Oft fragen die Patienten:

Wie lange wird die Therapie dauern?

Um das zu beantworten, spreche ich manchmal über die Renovierung des Hauses:

Wenn sie im eigenen Haus ein Problem haben, das Sie selber nicht lösen können, suchen sie einen Handwerker. Zum Beispiel haben Sie entdeckt, dass auf einer Wand ein feuchter Flecken entstanden ist und immer größer wird. Vielleicht ist ein Rohr nicht mehr dicht? Zuerst benutzen Sie das Bad nicht mehr, aber auf Dauer – was für ein Leben ohne Bad?! Sie bestellen den Handwerker, um  zu renovieren. Sie fragen: „Wie lange wird es dauern? Und was wird das kosten?“ Die Antwort meistens ist: „Je nachdem, was wir finden, wenn wir das Rohr in der Wand erreichen.“ Zuerst Durchbruch, dann Identifizierung des Problems, die Einschätzung des Gesamtzustandes. Bis jetzt noch keine „Besserung“ – nur noch mehr Schmutz, das Bad darf nicht benutzt sein, es werden nur noch die „wunden Punkte“ gefunden… Dann kommt die Verhandlung: Was ist unbedingt zu machen (Minimum), was wäre gut zu machen (Maximum) und für was entscheiden Sie sich?

Wenn Sie ein maximales Ergebnis für minimale Leistungen erzielen möchten, wird Ihnen jeder Handwerker sagen – Das ist unmöglich!

Mein Problem ist größer?

» **Arbeitsauftrag 1**
Welche Arbeitsschritte nennt der Text über die Therapiedauer im Satz, der mit „Zuerst Durchbruch“ beginnt? Zähle sie in ihrer Reihenfolge auf.
» **Arbeitsauftrag 2**
Schreib den Text über die Therapiedauer im Anschluss an die Frage „Mein Problem ist größer?“ weiter.
Die Einträge werden für die Aufgaben nicht gebraucht.

» **Datensatz**
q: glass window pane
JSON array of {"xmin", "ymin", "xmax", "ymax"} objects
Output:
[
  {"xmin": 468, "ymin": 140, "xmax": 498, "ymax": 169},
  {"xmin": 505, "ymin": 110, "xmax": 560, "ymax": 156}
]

» **Antwort 1**
Durchbruch, Identifizierung des Problems, Einschätzung des Gesamtzustandes

» **Antwort 2**
Es kann sein, dass bei Ihrem Bruder oder ihrem Nachbarn ein „ähnliches“ Problem schneller und günstiger gelöst wurde. Jedes Mal geht es um ein konkretes Haus und ein konkretes Problem. Von außen ist oft der echte Zustand  der Wände, des Fundaments, der Leitungen oder des Dachs des Hauses nicht sichtbar. Auch kann der Handwerker, wenn er in das Haus kommt, nicht sofort alles feststellen – er muss tasten, probieren, messen, denken usw. Und der Besitzer soll eigene Wünsche und Kapazitäten einschätzen, ob er nur eine „kosmetische“ oder eine grundsätzliche Renovierung will. Der Handwerker muss seinerseits eigene Möglichkeiten und Kompetenzen einschätzen, nur dann wird das Ergebnis befriedigend sein.

So auch in der Therapie – der Therapeut  hört Ihr Anliegen aufmerksam an, dann stellt er Ihnen Fragen, macht mit Ihnen die Probestunden, um Ihnen ein optimales Therapieangebot zu machen.

Nach der Vereinbarung kommen wir zu der Arbeit.

Wenn Sie „das Haus“, in dem Sie sich schon lange Zeit nicht mehr gut fühlen, renovieren lassen, kommt das Wohlgefühl nicht sofort. Zuerst wird vieles aufgedeckt, werden die „Bausteine“ untersucht, um die für Ihr „Haus“ passenden Stoffe und Konstruktionen zu finden. Dann wird das Neue mühsam „eingebaut“, bis es zum Teil Ihres „Hauses“ wird. Ein Zimmer nach dem anderen.

Warum dauert die Psychotherapie so lange?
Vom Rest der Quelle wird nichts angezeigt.